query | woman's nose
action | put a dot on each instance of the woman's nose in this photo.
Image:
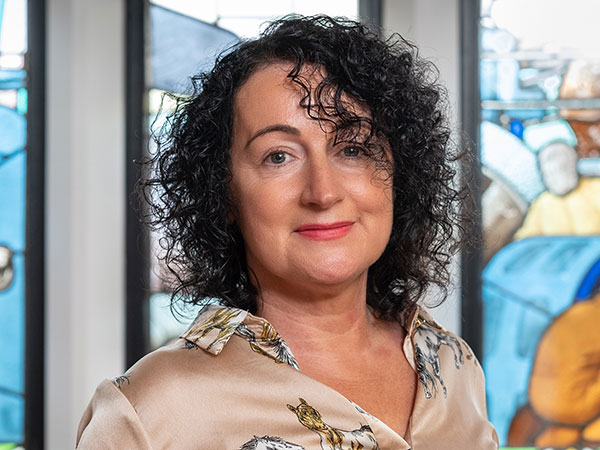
(323, 186)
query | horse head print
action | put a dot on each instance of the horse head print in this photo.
(333, 438)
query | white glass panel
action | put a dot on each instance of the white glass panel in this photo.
(205, 10)
(571, 29)
(245, 28)
(13, 36)
(346, 8)
(259, 8)
(8, 98)
(12, 61)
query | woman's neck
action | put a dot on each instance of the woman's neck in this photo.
(321, 321)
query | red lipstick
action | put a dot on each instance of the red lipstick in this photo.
(324, 231)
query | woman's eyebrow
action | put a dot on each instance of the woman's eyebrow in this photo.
(272, 128)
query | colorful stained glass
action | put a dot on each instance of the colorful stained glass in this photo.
(13, 128)
(540, 151)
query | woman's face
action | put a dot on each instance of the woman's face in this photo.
(310, 212)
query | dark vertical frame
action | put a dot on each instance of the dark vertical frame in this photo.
(34, 228)
(472, 310)
(369, 12)
(137, 246)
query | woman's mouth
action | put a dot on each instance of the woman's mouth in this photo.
(324, 231)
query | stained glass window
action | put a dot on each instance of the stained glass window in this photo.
(13, 127)
(185, 38)
(539, 73)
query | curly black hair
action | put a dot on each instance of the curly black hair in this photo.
(187, 185)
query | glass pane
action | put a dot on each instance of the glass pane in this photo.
(540, 151)
(13, 29)
(13, 128)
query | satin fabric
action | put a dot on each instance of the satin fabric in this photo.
(230, 382)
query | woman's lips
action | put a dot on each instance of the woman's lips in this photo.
(324, 231)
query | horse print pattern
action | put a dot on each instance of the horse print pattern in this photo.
(216, 327)
(269, 443)
(334, 438)
(268, 344)
(428, 341)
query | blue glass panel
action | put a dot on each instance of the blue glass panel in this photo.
(12, 351)
(505, 154)
(182, 46)
(12, 79)
(525, 287)
(12, 202)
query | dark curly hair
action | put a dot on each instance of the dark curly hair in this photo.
(187, 185)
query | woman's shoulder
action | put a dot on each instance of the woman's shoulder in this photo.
(443, 360)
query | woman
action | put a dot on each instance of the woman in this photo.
(306, 185)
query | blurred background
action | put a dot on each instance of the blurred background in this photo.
(81, 296)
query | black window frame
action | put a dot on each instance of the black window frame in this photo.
(35, 226)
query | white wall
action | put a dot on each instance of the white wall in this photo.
(85, 207)
(433, 25)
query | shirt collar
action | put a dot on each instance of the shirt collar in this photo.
(215, 324)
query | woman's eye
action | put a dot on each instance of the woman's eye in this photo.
(352, 152)
(277, 158)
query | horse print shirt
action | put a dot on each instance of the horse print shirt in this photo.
(230, 382)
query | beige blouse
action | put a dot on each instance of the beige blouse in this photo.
(230, 382)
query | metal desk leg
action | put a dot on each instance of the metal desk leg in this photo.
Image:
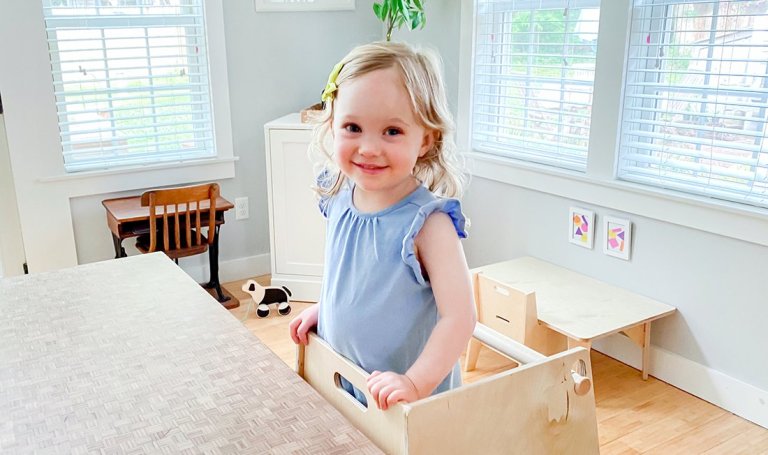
(213, 262)
(119, 250)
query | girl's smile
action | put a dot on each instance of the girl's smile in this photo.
(377, 138)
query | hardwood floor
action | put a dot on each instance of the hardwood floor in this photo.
(633, 416)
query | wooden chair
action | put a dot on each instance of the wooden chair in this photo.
(512, 313)
(185, 213)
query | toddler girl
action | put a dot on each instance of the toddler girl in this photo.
(396, 296)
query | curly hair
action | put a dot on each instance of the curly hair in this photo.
(440, 169)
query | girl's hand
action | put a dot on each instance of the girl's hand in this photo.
(303, 323)
(389, 388)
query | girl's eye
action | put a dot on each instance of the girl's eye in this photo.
(352, 128)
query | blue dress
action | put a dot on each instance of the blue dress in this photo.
(377, 308)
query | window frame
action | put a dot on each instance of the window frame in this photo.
(217, 167)
(599, 187)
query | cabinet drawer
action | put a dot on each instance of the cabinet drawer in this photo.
(498, 310)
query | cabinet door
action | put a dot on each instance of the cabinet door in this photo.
(298, 226)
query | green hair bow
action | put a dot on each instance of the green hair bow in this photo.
(331, 87)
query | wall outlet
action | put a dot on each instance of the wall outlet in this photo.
(241, 208)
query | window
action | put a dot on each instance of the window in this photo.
(533, 73)
(131, 81)
(696, 99)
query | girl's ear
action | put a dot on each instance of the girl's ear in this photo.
(427, 143)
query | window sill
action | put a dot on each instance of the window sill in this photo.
(745, 223)
(141, 177)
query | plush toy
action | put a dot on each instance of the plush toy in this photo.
(263, 297)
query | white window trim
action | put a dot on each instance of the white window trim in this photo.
(722, 218)
(178, 173)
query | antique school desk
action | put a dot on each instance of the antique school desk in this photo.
(579, 307)
(127, 218)
(133, 356)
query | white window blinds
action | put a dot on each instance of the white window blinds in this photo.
(131, 81)
(533, 73)
(696, 99)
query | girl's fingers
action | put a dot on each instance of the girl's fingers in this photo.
(292, 328)
(395, 397)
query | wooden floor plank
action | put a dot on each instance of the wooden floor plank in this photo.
(634, 416)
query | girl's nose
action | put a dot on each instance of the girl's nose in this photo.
(369, 147)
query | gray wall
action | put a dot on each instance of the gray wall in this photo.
(277, 63)
(719, 285)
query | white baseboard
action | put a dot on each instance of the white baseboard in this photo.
(724, 391)
(236, 269)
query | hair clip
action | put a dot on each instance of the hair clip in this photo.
(331, 87)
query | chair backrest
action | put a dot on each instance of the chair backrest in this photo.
(512, 312)
(182, 209)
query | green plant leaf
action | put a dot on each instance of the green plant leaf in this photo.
(405, 9)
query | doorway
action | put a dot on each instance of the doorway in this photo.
(12, 256)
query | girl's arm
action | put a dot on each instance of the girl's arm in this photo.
(442, 257)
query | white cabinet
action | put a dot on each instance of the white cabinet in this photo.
(296, 226)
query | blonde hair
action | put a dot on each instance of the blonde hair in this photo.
(439, 169)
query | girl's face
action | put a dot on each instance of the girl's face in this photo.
(377, 138)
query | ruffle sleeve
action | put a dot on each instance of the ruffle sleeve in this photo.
(452, 207)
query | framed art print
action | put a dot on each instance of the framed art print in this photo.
(617, 239)
(581, 227)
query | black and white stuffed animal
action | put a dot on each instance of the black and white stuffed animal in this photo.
(263, 297)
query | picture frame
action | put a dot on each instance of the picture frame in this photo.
(617, 237)
(303, 5)
(581, 227)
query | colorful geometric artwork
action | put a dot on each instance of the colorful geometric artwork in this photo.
(617, 237)
(581, 227)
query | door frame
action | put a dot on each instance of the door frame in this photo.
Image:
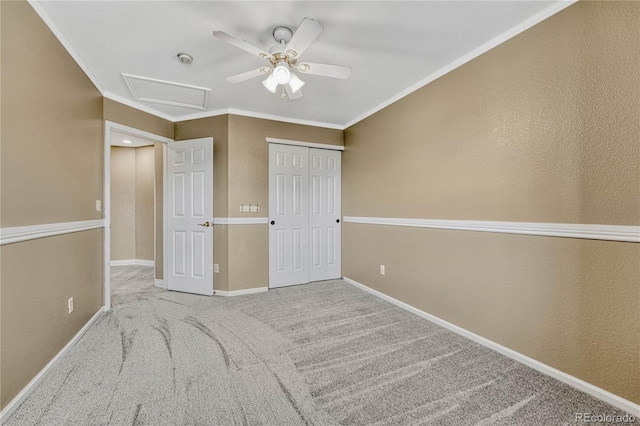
(316, 145)
(106, 201)
(169, 194)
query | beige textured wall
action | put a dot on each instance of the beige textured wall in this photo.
(145, 203)
(51, 117)
(249, 157)
(249, 184)
(216, 127)
(124, 114)
(123, 203)
(35, 323)
(132, 203)
(543, 128)
(241, 162)
(51, 171)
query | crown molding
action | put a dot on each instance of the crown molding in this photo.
(18, 234)
(485, 47)
(136, 105)
(42, 13)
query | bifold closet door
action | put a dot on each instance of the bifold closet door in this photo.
(288, 215)
(324, 214)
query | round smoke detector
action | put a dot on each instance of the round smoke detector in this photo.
(282, 35)
(184, 58)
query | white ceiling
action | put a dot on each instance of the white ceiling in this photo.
(393, 48)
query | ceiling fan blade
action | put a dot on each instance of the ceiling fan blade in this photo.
(308, 31)
(291, 94)
(241, 44)
(248, 75)
(336, 71)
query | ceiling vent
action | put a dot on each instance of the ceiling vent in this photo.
(167, 92)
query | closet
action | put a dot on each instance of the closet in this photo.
(304, 214)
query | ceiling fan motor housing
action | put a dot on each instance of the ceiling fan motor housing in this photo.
(282, 35)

▶ _Problem statement_:
Pictures stay out; repeat all the rest of the records exactly.

▶ _Problem solution_:
query | woman's nose
action | put a dot on each instance of the woman's nose in this photo.
Image:
(323, 186)
query | horse head print
action | put a dot on each instance of the horse head print in this photo.
(333, 438)
query | white glass panel
action | put a dot on each instance of the white glass panel in this photo.
(205, 10)
(571, 29)
(245, 28)
(13, 36)
(346, 8)
(259, 8)
(8, 98)
(12, 61)
query | woman's neck
action | put a dot on each instance of the woman's neck in this photo.
(321, 321)
query | red lipstick
action | put a dot on each instance of the red lipstick in this photo.
(324, 231)
query | woman's eyebrow
action | put a dot on each instance of the woman's eyebrow in this photo.
(272, 128)
query | colorful stained glass
action | put a dot on each instance of the colorful stained glass in this photo.
(13, 128)
(540, 151)
query | woman's face
action | put a dot on each instance of the woman's face in this photo.
(310, 212)
query | dark vertical frame
action | put a dot on each instance of the dark vertical frame in this photo.
(34, 228)
(472, 310)
(369, 12)
(137, 246)
query | woman's mouth
action | put a dot on each instance of the woman's mouth in this photo.
(324, 231)
query | stained glass window
action | put a dot on each instance of the stained glass window in this photo.
(13, 127)
(185, 38)
(539, 73)
query | curly black hair
action | put a dot on each instance of the curly black hair in this photo.
(187, 185)
query | glass pane
action | put a dot on each instance of the glass pane in this photo.
(540, 151)
(13, 29)
(13, 128)
query | satin fabric
action | put a dot on each instance of the satin fabric in this photo.
(230, 382)
query | woman's lips
action | put a dot on each instance of the woman's lips in this photo.
(324, 231)
query | horse print pattern
action | put a dot on each instance of the horse print pattern in this photo.
(216, 327)
(269, 443)
(334, 438)
(268, 344)
(428, 341)
query | blue glass panel
action | put a dot on each instance of the blue glass panel in this photo.
(12, 351)
(505, 154)
(182, 46)
(12, 79)
(525, 287)
(12, 202)
query | dark curly hair
action | put a dot on each instance of the dark curly hair in this photo.
(187, 185)
query | woman's shoulder
action | put a dot on each instance of the woman's shoulder in this photo.
(443, 360)
query | woman
action | put a dot on each instance of the woman in this photo.
(306, 185)
query | blurred background
action | put a dot on each instance of the blurred background in this photo.
(81, 296)
query | black window frame
action | put a dot on each instance of the black window frame in this photo.
(35, 226)
query | white wall
action | put a dot on each instance of the white wall in this photo.
(85, 207)
(433, 25)
query | shirt collar
action | put a dot on each instance of the shirt collar in this photo.
(215, 324)
query | woman's eye
action | put a dot on each instance of the woman's eye in this photo.
(352, 152)
(277, 158)
query | horse print shirt
action | put a dot on each instance of the horse print shirt in this photo.
(230, 382)
query | beige blouse
action | put a dot on each instance of the beige blouse in this photo.
(230, 382)
query | metal desk leg
action | put a dot on each instance of the metal desk leg in this photo.
Image:
(213, 262)
(119, 250)
query | girl's smile
action | put a dot on each instance of the girl's smile in this photo.
(377, 138)
query | hardwood floor
action | put a dot on each instance of the hardwood floor in this photo.
(633, 416)
query | wooden chair
action | put a dot on each instance of the wooden chair in this photo.
(512, 313)
(185, 213)
query | toddler girl
action | put a dot on each instance of the toddler girl in this photo.
(396, 296)
query | curly hair
action | put a dot on each instance of the curly hair in this photo.
(440, 169)
query | girl's hand
action | put a dot on each instance of the girl's hand in this photo.
(303, 323)
(389, 388)
query | girl's eye
action | put a dot on each instance of the girl's eye in this photo.
(352, 128)
query | blue dress
action | put a dot on each instance of the blue dress in this photo.
(377, 308)
query | window frame
action | put a dot on each instance of the window frame in this photo.
(217, 167)
(599, 187)
query | cabinet drawer
action | put a dot on each instance of the cabinet drawer in this photo.
(498, 310)
query | cabinet door
action | put a dot on each instance of the cabinet door in this photo.
(298, 226)
query | green hair bow
action | put a dot on each instance of the green hair bow in this photo.
(331, 87)
query | wall outlet
action | put a dot on each instance of the wall outlet in this photo.
(241, 208)
query | window
action | put a dot on each instance of the window in this photo.
(533, 73)
(131, 81)
(696, 99)
query | girl's ear
action | put a dot on each instance of the girl's ear in this photo.
(427, 143)
query | window sill
action | put a dot on each instance of the window sill in this photo.
(745, 223)
(141, 177)
query | plush toy
action | put a dot on each instance of the plush toy in this photo.
(263, 297)
query | white window trim
action | put a dot on each instance of the white window trim in this photo.
(722, 218)
(178, 173)
query | antique school desk
action | put a dot on each instance of the antique school desk in this photo.
(579, 307)
(127, 218)
(133, 356)
query | white window blinds
action | put a dot on each instance of the white window blinds in this photo.
(131, 81)
(533, 73)
(696, 99)
query | girl's fingers
action | put a dot on each instance of the girl's fingers in this photo.
(292, 328)
(395, 397)
query | wooden floor plank
action | put a dot on each instance of the wooden floor plank in this photo.
(634, 416)
query | girl's nose
action | put a dot on each instance of the girl's nose in this photo.
(369, 147)
query | gray wall
action | put a dot on each instance of the gray wall in this photo.
(277, 63)
(719, 285)
query | white baseboard
action | put a dot on each instance of the white baseboard in this photo.
(724, 391)
(236, 269)
query | hair clip
action | put a dot on each instance of the hair clip in this photo.
(331, 87)
query | chair backrest
action | put a dot on each instance of the chair backrest in this photo.
(512, 312)
(182, 209)
query | green plant leaf
action | put a dot on each instance of the green plant leaf in this photo.
(405, 9)
query | doorway
action | put a dot on each instance of the doorway in this photo.
(12, 256)
query | girl's arm
action | put a dot on each instance of the girl's arm in this photo.
(442, 257)
query | white cabinet
action | put a dot on each instance of the white cabinet in this photo.
(296, 226)
query | blonde hair
action | put a dot on each instance of the blonde hair in this photo.
(439, 169)
query | girl's face
action | put a dot on each instance of the girl's face in this photo.
(377, 138)
query | ruffle sleeve
action | put a dot on each instance of the ruffle sleeve in this photo.
(452, 207)
query | framed art print
action | put a dot on each instance of the framed art print in this photo.
(617, 239)
(581, 227)
query | black and white stuffed animal
action | put a dot on each instance of the black and white stuffed animal in this photo.
(263, 297)
query | picture frame
action | put a dot on each instance of the picture frame in this photo.
(617, 237)
(303, 5)
(581, 227)
query | colorful geometric artwork
action | put a dot on each instance of the colorful geometric artwork in this photo.
(617, 237)
(581, 227)
query | door frame
action | put a dot on each instance of the door frame in this photo.
Image:
(316, 145)
(106, 201)
(169, 194)
query | beige textured wall
action | put a dot on each instance of the beige textured wall in this photo.
(145, 203)
(51, 117)
(249, 157)
(249, 184)
(216, 127)
(124, 114)
(123, 203)
(35, 323)
(132, 203)
(543, 128)
(241, 162)
(51, 171)
query | crown molding
action | put a dot on each instance of the crown molding in this photo.
(18, 234)
(485, 47)
(136, 105)
(42, 13)
query | bifold closet door
action | put a dot on each instance of the bifold closet door in this photo.
(288, 215)
(324, 214)
query | round smoke detector
action | put a dot on each instance of the round smoke detector in this photo.
(282, 35)
(184, 58)
query | white ceiling
action | put a dot on each instance of the white ceiling in this photo.
(393, 48)
query | ceiling fan blade
action | put a dot on each instance of the ceiling fan blade in this photo.
(308, 31)
(291, 94)
(241, 44)
(248, 75)
(336, 71)
query | ceiling vent
action | put a dot on each instance of the ceiling vent in this photo.
(167, 92)
query | closet
action | put a dot on each instance of the closet in this photo.
(304, 214)
query | ceiling fan motor housing
action | put a dot on each instance of the ceiling fan motor housing in this photo.
(282, 35)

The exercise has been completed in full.